### Task statement
The expected answer is a copy of every line in the listing that has the word "above".
Material for this exercise Start Marker
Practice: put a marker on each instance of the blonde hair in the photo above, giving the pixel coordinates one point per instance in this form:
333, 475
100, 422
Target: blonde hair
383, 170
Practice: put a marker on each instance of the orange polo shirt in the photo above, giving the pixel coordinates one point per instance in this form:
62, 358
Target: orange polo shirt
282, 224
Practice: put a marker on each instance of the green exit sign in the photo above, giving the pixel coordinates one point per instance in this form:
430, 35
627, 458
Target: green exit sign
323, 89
Material for this exercise End Marker
Material for this exercise Start Marker
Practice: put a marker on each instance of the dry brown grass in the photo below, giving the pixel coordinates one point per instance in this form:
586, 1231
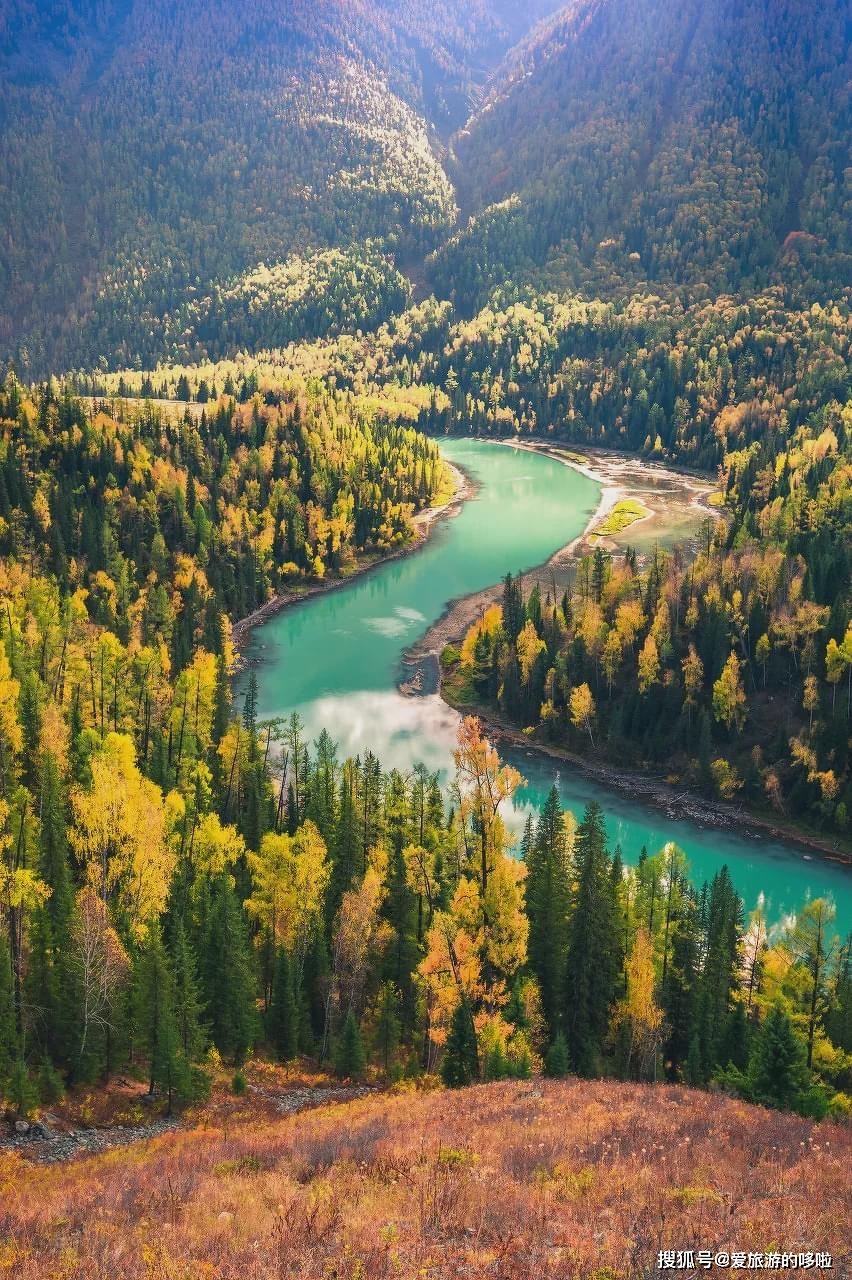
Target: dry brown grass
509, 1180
Material for this exercise End Marker
Material for this exercise Start Marker
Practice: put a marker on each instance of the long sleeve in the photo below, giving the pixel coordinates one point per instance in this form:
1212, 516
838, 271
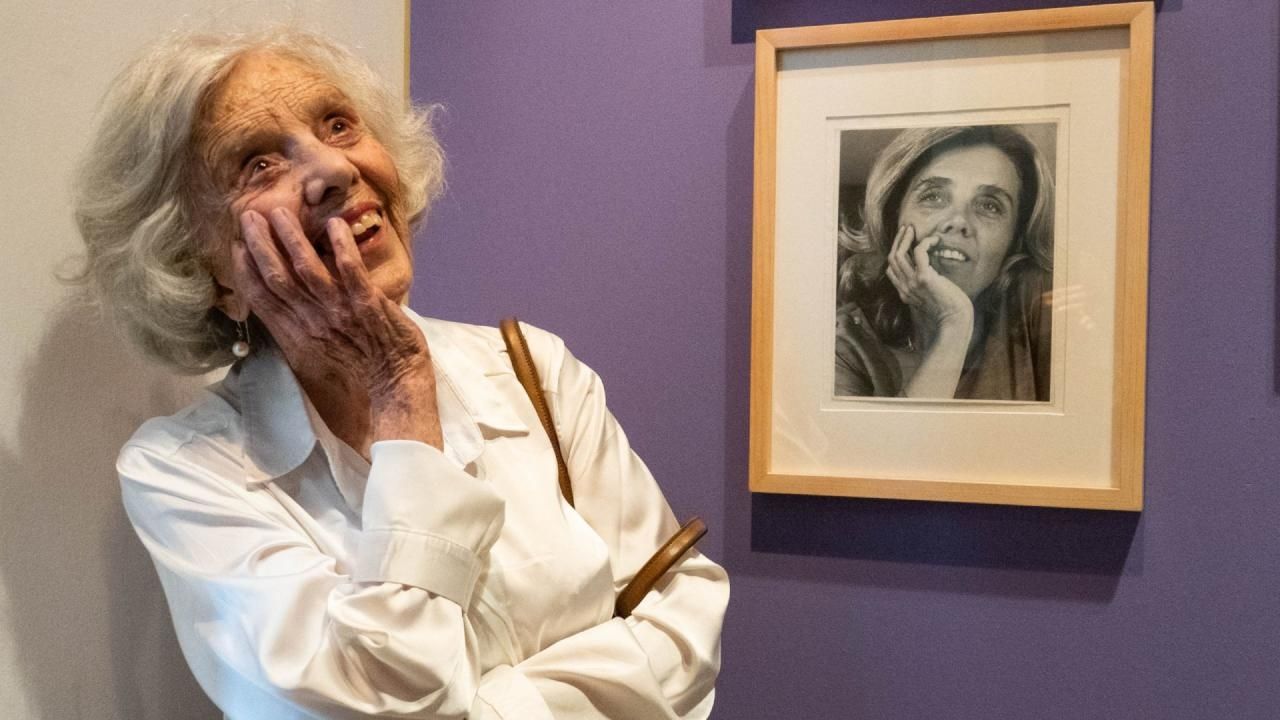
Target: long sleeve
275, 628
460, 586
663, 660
Material for this exercise End Marker
### Task result
Practice: put a marker on each instance of the blonde hair in the photo above, giving the pixel coordinates one point per instance in this form:
Practice: put a marker on each instance of the orange polo shirt in the photo above, giving the pixel coordinates one point per instance in this form:
Practice: put a marker on each instance of the green exit sign in the photo above, giving the pixel coordinates one point per instance in this form:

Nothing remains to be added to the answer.